» Document segment:

= = = = = = =

The daughter of film director John Farrow (The Big Clock) and actress and Tarzan main squeeze Maureen O'Sullivan, Farrow burst into the late '60s with a waif-like quality that, married to her china doll features, was at its best sexily androgynous and at its not-best borderline elfin. She became a star from her role in the TV series Peyton Place, which she quit at the behest of her new husband, Frank Sinatra; she then blew off the marriage to Sinatra by refusing to give up her starring role in Rosemary's Baby. That movie made her an even bigger star, but it also raised the possibility that she might wind up being exploited in picture after picture as the most defenselessly threatenable potential victim since the days of silent melodrama. Perhaps alert to this danger, she spent most of the next ten years alternating between very bad choices (Secret Ceremony, The Great Gatsby) and, so far as a movie career was concerned, making no choices at all. In 1978, she appeared as a member of ensemble casts in Robert Altman's A Wedding and the Agatha Christie film Death on the Nile and, in both, revealed a new eagerness to subvert audience's sympathetic expectations of her and to use her own weirdness for comic effect. It wasn't long after that she took up with Woody Allen, and starting with 1982's A Midsummer Night's Sex Comedy, embarked on a ten-year stretch where she appeared almost exclusively in his movies. In the best of them, he examined every angle from which she could be charming, and she has him to thank for having broadened and solidified her enduring screen image. There's a whole lot of other stuff he did for which she has not been inclined to thank him, and when their professional and personal relationships both ended with an abrupt thud around the time of the release of 1992's Husbands and Wives, she hurtled out of his orbit and latched onto supporting roles in other people's movies with what looked an awful lot like relief. From the first of her post-Woody movies, John Irvin's Widow's Peak (1994) to the most recent, Michel Gondry's Be Kind Rewind, she can generally be counted on to serve as a delightful addition to any project that is salvageable and as something fascinatingly odd in any project that isn't. Last year, Time magazine named her as one of the world's most influential people for her various humanitarian endeavors.

= = = = = = =

» Extracted records:
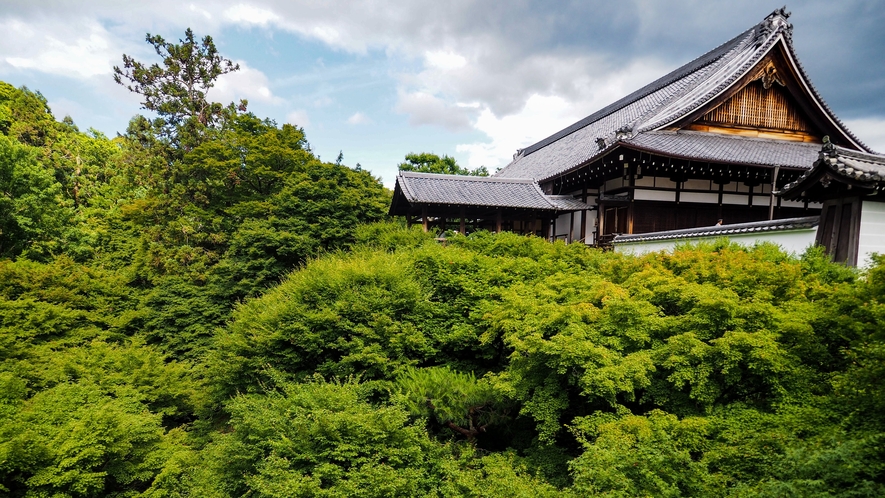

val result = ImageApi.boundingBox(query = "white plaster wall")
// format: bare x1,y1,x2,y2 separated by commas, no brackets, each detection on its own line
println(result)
553,213,571,239
679,192,719,204
615,227,816,255
633,190,676,202
857,201,885,268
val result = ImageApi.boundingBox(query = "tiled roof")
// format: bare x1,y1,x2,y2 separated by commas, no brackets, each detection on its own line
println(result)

= = = = = = =

» Goals:
1) In the career profile of Farrow, which TV series made her a star?
2) Decide whether each statement agrees with the career profile of Farrow. Answer yes or no for each, and quote the words from the profile that decide it.
(a) Farrow's father directed The Big Clock.
(b) Farrow's stretch of appearing in Woody Allen's movies began with Husbands and Wives.
(c) Time magazine named Farrow one of the world's most influential people for her acting.
3) Summarize the career profile of Farrow in three sentences.

» Exercise solutions:
1) Peyton Place

2)
(a) Yes: "The daughter of film director John Farrow (The Big Clock)"
(b) No: "starting with 1982's A Midsummer Night's Sex Comedy, embarked on a ten-year stretch where she appeared almost exclusively in his movies"
(c) No: "named her as one of the world's most influential people for her various humanitarian endeavors"

3) Farrow, the daughter of John Farrow and Maureen O'Sullivan, became a star through the TV series Peyton Place and then Rosemary's Baby, and her refusal to give up that film role ended her marriage to Frank Sinatra. After about ten years of poor choices or no choices at all, she showed a new comic side in ensemble casts in 1978 and then appeared almost exclusively in Woody Allen's movies from 1982 until their relationships ended around 1992. Since then she has taken supporting roles in other people's movies, and Time magazine named her one of the world's most influential people for her humanitarian endeavors.